Can you reproduce, word for word, only the lines of the records below, starting at the line that contains "pixel 115 257." and ending at the line that contains "pixel 117 227", with both of those lines included?

────────────────────────────────────────

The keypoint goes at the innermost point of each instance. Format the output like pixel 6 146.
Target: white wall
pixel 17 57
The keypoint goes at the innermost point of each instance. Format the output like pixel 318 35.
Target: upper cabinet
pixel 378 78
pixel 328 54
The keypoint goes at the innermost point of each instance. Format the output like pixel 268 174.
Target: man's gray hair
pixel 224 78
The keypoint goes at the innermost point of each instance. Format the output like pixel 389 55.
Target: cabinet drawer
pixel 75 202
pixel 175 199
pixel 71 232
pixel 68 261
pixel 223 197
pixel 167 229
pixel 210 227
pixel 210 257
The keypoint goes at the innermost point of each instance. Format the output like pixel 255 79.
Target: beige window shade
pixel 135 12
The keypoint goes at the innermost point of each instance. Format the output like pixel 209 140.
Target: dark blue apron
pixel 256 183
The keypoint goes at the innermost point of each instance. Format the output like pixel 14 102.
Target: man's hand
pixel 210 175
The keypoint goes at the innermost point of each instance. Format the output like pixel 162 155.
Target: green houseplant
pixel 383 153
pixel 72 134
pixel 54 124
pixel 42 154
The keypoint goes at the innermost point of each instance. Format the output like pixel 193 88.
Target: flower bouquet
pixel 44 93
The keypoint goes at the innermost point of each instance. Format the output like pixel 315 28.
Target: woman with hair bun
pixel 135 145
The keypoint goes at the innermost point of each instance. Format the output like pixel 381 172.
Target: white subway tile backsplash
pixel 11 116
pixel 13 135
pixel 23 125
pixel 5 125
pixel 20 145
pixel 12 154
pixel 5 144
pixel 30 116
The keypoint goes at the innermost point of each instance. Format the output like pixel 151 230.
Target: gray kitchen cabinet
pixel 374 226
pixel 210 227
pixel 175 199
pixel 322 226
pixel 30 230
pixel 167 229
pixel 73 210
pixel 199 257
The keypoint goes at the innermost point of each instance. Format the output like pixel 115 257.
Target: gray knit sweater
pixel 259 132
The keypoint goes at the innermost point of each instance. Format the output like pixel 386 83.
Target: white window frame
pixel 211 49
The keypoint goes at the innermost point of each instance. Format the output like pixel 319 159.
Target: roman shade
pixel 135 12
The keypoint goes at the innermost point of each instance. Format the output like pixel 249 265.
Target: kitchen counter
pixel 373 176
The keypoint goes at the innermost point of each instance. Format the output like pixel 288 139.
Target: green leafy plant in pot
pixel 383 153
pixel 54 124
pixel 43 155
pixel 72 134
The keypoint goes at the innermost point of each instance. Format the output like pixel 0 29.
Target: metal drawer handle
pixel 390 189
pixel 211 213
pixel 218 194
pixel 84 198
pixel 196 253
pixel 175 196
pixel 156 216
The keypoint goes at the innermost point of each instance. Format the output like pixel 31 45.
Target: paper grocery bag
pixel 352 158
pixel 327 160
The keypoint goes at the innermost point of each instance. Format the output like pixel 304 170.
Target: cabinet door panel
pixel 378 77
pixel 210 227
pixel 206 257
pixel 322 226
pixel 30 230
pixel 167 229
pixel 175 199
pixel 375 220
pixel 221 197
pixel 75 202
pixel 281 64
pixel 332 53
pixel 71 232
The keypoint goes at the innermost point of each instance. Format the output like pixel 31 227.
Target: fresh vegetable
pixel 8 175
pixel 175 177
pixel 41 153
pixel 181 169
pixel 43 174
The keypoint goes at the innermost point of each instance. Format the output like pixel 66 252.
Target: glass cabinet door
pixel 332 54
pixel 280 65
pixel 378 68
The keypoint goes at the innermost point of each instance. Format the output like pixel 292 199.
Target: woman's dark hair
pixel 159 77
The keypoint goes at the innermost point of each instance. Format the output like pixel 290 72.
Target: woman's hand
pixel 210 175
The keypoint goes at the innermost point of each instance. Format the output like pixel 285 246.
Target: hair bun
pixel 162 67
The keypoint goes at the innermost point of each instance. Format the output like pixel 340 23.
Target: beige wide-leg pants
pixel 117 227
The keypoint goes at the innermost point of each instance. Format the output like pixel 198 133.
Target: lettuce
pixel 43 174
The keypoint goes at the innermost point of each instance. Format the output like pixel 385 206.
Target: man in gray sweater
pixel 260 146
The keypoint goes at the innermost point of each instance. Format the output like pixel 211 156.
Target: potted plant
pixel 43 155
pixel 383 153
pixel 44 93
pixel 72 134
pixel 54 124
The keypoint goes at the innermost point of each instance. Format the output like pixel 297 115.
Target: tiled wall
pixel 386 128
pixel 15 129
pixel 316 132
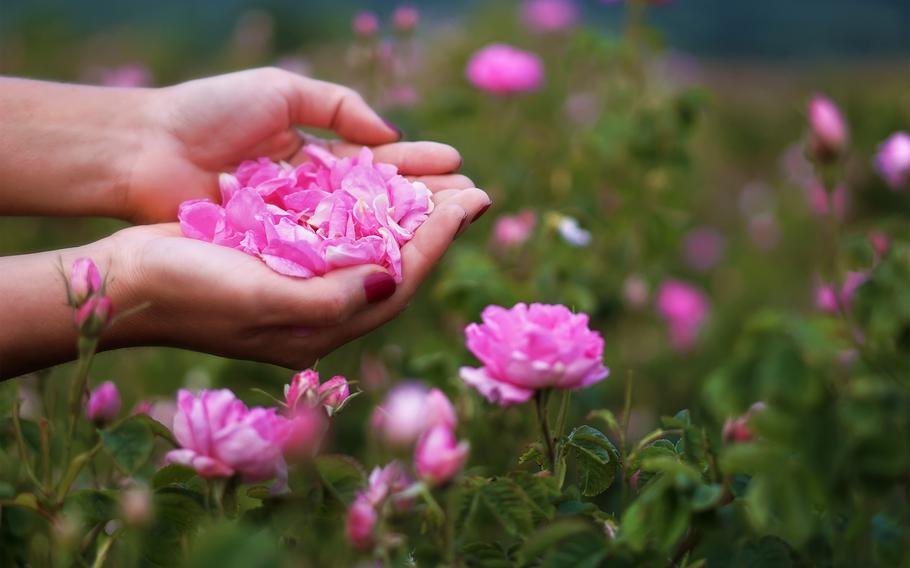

────────────────────────────────────────

**Answer in full:**
The keypoint goes at the innermost point of each instance. Format the output like pixel 115 257.
Target: gray knit sweater
pixel 259 132
The keypoint goes at the innermost point of each instance. Format the output like pixel 386 83.
Target: white window frame
pixel 211 49
The keypoint goes at the innermost point of each instance. Format the output like pixel 319 159.
Target: roman shade
pixel 135 12
The keypoint goes at the innermost point of each instance. Format the output like pixel 249 265.
Target: kitchen counter
pixel 373 176
The keypoint goes at the innermost point of each instance. Format the output like pixel 288 139.
Target: green leafy plant in pot
pixel 383 153
pixel 54 124
pixel 43 155
pixel 72 134
The keypoint goes at the innermost point of each instance. Format the output like pixel 0 29.
Target: metal drawer handle
pixel 390 189
pixel 211 213
pixel 218 194
pixel 84 198
pixel 196 253
pixel 175 196
pixel 156 216
The keypoint goes at the innermost point of each instance. Format the output like pixel 31 45.
Target: paper grocery bag
pixel 352 158
pixel 327 160
The keypoint goes at the innermost point of each instance. Format the output like pixel 304 170.
Target: cabinet door panel
pixel 378 77
pixel 210 227
pixel 206 257
pixel 322 226
pixel 30 230
pixel 167 229
pixel 175 199
pixel 375 220
pixel 221 197
pixel 75 202
pixel 281 64
pixel 332 53
pixel 71 232
The keypoint goes at the innermost point of each instance. Format the output like pixel 31 227.
Target: fresh vegetable
pixel 8 175
pixel 175 177
pixel 41 153
pixel 181 169
pixel 43 174
The keypoint goes at the innermost point of each instance. Format the output like pixel 66 252.
Target: glass cabinet door
pixel 332 54
pixel 280 65
pixel 378 68
The keypoint goes at the innermost point of each instance. Format the output like pixel 292 199.
Target: woman's dark hair
pixel 159 77
The keypoint goes at the innermost point of each instance. Format the output like pixel 290 72.
Target: woman's hand
pixel 210 175
The keypoint goes at the innermost point of each instance. Format the output like pixel 285 246.
Target: hair bun
pixel 162 67
The keypoint goes at the innermost point of each instance. Format the output like pixel 340 23.
Target: beige wide-leg pants
pixel 117 227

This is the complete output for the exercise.